CONSIGNE 1:
Dites si chacune des affirmations suivantes concorde avec l’extrait, en répondant par oui ou par non et en citant les mots décisifs du texte : (a) l’exposition porte sur la période allant de 1908 à 1918 ; (b) Giorgio de Chirico est né en Italie ; (c) il part pour l’Allemagne à la mort de son père, en 1906.
CONSIGNE 2:
Recopiez le passage de l’extrait compris entre « Né en Grèce » et « ses premières inspirations. », bornes incluses.

=== EXTRAIT À LIRE ===

Le musée de l’Orangerie, en collaboration avec la Kunsthalle de Hambourg, nous propose une exposition sur le peintre italien Giorgio de Chirico. Le propos est centré sur quelques années seulement, de 1908 à 1918, période pendant laquelle de Chirico développe son vocabulaire plastique et met au point sa peinture métaphysique. Le parcours chronologique est en trois temps et trois étapes ; il suit les déplacements de l’artiste à travers l’Europe : Munich tout d’abord, puis Paris et enfin Ferrare.

Né en Grèce de parents de nationalité italienne, de Chirico étudie à l’académie des Beaux-arts d’Athènes. C’est imprégné de culture classique, qu’il se rend en Allemagne, à la mort de son père en 1906. Il est accompagné de son frère cadet, écrivain, Alberto Savinio de son nom de plume. Élève à l’Académie des Beaux-Arts de Munich, Giorgio de Chirico découvre la pensée de Friedrich Nietzsche et de Arthur Schopenhauer ainsi que les tableaux et dessins de Arnold Böcklin et de Max Klinger. Leurs œuvres inspirées de la Grèce antique lui parlent et lui rappellent l’univers de son enfance. C’est dans les personnages mythologiques qu’il puise ses premières inspirations.

=== DONNÉES AFFICHÉES ===

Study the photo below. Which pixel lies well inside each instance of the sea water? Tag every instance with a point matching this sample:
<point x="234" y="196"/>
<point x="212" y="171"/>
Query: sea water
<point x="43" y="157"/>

===

RÉPONSE COMPLÈTE 1:
(a) Oui : « de 1908 à 1918 ».
(b) Non : « Né en Grèce de parents de nationalité italienne ».
(c) Oui : « il se rend en Allemagne, à la mort de son père en 1906 ».

RÉPONSE COMPLÈTE 2:
Né en Grèce de parents de nationalité italienne, de Chirico étudie à l’académie des Beaux-arts d’Athènes. C’est imprégné de culture classique, qu’il se rend en Allemagne, à la mort de son père en 1906. Il est accompagné de son frère cadet, écrivain, Alberto Savinio de son nom de plume. Élève à l’Académie des Beaux-Arts de Munich, Giorgio de Chirico découvre la pensée de Friedrich Nietzsche et de Arthur Schopenhauer ainsi que les tableaux et dessins de Arnold Böcklin et de Max Klinger. Leurs œuvres inspirées de la Grèce antique lui parlent et lui rappellent l’univers de son enfance. C’est dans les personnages mythologiques qu’il puise ses premières inspirations.